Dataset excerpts
####################
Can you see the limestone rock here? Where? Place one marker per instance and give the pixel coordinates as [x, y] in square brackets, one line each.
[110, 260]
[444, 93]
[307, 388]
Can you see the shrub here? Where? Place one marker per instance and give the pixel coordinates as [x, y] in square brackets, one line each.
####################
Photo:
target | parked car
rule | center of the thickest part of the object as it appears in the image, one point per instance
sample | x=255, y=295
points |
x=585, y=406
####################
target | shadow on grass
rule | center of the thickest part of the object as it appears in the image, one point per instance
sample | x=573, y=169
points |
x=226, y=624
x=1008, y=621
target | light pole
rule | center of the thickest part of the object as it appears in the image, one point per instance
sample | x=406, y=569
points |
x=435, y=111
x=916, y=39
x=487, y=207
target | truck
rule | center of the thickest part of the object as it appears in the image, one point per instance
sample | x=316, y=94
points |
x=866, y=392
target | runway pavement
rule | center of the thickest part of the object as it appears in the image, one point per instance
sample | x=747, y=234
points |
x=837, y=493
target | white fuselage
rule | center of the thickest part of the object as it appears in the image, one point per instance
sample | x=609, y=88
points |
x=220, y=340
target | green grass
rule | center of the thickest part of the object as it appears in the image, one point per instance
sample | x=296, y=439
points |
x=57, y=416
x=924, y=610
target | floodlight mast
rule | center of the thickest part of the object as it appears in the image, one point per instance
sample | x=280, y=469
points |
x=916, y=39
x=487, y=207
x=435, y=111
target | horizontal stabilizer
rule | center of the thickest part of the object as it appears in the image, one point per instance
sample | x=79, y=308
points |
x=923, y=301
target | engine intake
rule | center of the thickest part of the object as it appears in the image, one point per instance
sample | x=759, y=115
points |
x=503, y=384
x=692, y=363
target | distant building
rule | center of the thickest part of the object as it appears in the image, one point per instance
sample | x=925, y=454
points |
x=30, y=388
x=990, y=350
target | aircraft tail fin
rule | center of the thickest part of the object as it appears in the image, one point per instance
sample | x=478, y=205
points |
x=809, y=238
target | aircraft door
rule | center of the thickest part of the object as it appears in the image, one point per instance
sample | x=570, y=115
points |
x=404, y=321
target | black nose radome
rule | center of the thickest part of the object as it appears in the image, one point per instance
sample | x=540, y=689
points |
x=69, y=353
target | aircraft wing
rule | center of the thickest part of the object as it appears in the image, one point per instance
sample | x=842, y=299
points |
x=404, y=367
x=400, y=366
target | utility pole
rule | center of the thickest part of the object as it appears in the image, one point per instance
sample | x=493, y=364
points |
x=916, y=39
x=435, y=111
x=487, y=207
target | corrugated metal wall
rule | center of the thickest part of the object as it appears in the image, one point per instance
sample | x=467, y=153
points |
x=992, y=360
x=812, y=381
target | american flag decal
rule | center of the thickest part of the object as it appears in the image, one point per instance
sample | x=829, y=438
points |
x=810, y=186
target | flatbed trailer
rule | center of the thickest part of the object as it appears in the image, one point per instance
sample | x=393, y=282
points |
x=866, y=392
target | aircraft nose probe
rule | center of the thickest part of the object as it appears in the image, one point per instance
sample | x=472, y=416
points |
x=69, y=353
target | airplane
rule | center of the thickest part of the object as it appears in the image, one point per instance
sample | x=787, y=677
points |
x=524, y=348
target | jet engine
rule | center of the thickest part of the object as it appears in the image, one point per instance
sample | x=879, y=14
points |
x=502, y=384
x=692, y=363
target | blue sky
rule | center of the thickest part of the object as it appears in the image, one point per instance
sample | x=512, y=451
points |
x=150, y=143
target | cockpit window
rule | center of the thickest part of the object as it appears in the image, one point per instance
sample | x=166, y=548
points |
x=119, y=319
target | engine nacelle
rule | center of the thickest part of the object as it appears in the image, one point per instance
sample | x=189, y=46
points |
####################
> _WHAT YOU HAVE TO DO_: What you give back must be the stretch above, starting at the line with "Can you see the limestone" and ending at the line with "Can you see the shrub", copied exactly.

> _RESPONSE TO THIS TASK_:
Can you see the limestone rock here? Where? Place one marker per instance and give the pixel coordinates as [x, y] in square brackets, one line each.
[110, 260]
[444, 93]
[307, 388]
Can you see the shrub here? Where? Place one marker per instance and give the pixel coordinates as [x, y] in square brackets, one line each.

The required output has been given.